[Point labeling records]
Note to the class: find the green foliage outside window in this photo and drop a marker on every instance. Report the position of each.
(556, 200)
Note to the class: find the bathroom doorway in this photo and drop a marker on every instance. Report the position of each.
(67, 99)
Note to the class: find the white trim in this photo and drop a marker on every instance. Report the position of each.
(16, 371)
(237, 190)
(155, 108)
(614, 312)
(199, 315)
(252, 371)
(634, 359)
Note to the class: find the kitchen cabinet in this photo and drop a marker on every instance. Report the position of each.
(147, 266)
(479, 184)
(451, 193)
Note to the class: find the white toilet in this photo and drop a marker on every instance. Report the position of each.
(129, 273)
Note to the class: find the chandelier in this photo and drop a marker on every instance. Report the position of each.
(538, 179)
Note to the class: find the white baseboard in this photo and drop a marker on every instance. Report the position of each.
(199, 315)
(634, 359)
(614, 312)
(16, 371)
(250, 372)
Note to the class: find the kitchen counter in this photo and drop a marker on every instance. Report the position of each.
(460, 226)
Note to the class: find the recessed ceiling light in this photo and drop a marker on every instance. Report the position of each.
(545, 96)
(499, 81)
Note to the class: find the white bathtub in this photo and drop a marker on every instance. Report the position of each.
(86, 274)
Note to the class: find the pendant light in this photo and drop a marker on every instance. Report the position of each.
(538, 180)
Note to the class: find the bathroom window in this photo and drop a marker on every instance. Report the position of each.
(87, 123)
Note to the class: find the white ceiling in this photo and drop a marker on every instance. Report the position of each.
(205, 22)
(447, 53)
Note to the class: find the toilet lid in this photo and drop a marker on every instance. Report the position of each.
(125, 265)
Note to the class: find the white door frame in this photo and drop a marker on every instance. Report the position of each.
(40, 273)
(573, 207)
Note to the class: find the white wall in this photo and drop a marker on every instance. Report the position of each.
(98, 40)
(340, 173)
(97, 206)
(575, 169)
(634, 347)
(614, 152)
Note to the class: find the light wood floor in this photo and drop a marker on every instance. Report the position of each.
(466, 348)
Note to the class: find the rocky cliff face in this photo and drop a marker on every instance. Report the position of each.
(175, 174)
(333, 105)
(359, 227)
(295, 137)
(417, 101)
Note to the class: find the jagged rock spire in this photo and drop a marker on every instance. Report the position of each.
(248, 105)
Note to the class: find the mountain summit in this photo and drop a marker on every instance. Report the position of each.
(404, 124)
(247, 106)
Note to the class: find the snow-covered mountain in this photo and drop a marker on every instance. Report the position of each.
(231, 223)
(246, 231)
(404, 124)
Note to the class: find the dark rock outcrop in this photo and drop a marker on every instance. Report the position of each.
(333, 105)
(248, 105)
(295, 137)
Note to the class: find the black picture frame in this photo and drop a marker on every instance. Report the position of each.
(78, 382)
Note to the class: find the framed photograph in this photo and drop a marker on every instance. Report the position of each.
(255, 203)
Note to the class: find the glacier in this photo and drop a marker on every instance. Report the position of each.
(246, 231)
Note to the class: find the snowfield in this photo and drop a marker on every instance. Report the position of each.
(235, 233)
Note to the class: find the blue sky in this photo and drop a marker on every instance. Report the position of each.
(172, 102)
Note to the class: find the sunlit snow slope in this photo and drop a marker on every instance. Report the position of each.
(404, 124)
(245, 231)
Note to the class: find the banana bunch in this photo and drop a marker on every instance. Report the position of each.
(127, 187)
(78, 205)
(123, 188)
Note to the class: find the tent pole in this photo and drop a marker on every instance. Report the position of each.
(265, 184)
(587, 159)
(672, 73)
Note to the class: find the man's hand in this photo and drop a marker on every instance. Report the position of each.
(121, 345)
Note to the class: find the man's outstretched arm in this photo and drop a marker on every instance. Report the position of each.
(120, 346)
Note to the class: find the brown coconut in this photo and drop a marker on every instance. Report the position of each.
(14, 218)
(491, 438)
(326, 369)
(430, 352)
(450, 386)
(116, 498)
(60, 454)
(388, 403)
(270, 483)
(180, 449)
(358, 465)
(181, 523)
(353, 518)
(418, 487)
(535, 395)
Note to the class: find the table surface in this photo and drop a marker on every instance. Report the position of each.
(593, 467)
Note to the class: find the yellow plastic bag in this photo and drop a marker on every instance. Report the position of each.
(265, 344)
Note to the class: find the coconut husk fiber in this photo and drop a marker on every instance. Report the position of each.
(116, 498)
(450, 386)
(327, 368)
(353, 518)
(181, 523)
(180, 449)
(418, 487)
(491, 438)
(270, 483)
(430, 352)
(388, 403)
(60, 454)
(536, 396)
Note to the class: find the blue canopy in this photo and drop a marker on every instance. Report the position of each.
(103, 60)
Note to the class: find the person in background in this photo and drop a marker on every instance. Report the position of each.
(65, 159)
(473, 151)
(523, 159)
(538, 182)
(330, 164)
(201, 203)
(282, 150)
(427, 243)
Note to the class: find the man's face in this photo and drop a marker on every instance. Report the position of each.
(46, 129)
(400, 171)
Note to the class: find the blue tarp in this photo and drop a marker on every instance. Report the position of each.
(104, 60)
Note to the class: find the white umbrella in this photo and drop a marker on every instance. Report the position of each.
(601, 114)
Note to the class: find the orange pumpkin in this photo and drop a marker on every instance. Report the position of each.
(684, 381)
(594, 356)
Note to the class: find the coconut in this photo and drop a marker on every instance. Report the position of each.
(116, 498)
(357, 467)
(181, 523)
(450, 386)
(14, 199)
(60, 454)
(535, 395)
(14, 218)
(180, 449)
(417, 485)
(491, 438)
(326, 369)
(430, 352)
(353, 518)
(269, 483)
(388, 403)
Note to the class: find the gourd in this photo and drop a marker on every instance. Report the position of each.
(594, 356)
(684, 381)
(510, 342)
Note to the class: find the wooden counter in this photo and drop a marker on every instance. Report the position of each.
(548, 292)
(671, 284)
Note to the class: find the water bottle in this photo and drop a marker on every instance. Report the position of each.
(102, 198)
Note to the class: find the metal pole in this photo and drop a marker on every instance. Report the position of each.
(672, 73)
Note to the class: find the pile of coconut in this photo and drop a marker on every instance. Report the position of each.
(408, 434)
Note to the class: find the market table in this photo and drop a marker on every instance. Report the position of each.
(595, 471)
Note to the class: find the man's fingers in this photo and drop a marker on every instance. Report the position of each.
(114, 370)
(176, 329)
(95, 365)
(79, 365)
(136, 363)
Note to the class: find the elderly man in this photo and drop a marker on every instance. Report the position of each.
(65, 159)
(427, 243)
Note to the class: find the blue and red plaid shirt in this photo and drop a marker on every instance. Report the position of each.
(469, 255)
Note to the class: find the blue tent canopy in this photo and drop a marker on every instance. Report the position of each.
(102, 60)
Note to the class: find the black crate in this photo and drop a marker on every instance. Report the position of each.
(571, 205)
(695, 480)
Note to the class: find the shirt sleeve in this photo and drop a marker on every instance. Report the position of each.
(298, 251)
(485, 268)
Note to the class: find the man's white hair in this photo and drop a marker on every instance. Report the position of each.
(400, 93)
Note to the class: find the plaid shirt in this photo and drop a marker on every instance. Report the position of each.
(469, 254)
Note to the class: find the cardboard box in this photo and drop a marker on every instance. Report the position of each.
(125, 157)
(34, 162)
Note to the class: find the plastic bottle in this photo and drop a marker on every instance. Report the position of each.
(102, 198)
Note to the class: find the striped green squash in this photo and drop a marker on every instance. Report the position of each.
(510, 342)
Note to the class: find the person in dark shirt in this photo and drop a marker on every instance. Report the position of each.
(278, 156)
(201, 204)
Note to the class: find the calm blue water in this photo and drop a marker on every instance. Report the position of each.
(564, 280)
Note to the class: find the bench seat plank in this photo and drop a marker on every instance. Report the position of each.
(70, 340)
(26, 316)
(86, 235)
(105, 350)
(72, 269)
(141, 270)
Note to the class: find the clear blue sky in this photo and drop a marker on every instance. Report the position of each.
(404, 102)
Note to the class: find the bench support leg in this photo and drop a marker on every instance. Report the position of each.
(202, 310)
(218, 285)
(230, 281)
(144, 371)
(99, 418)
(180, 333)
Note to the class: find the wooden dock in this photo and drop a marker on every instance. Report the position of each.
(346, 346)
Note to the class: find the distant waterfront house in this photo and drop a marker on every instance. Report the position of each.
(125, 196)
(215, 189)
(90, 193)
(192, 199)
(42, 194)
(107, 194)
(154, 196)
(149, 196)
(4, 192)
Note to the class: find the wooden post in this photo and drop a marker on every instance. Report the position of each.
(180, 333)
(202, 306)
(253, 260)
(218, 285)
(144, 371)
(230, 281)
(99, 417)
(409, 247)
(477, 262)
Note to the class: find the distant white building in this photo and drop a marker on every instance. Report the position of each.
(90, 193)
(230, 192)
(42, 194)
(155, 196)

> Your objective: Output as a two-column CSV, with columns named request and points, the part of the records that opens with the line containing "Note to the class: find the clear" and runs through the end of the records. Give one row per request, put its text and its answer each in one quoted field, and turn line breaks into spaces.

> The solution:
request,points
"Note to the class: find the clear blue sky in this photo and drop a marker on every instance. Report the position of each.","(404, 102)"
"Note to the class: find the bench support leg in this photo and drop a marker on every instance. Report the position of each.","(202, 310) (218, 285) (230, 281) (144, 371) (99, 418) (180, 333)"
"Note to the class: find the wooden dock in this photo and drop a marker on every instance. Report the position of each.","(346, 346)"
"Note to the class: find the distant waterfront house in this photo and drop a marker on every instance. Report the position of each.","(125, 196) (215, 189) (90, 193) (192, 199) (42, 194) (107, 194) (154, 196) (149, 196) (4, 192)"
"Note to the class: find the wooden post in this photo and drop a marker on every instance. Report the position of each.","(180, 333) (202, 306) (253, 260) (218, 285) (144, 371) (230, 281) (99, 417) (409, 247) (477, 262)"
"Note to the class: find the distant white building in this photo and drop a marker on every instance. Report the position of each.","(90, 193) (230, 192) (42, 194) (155, 196)"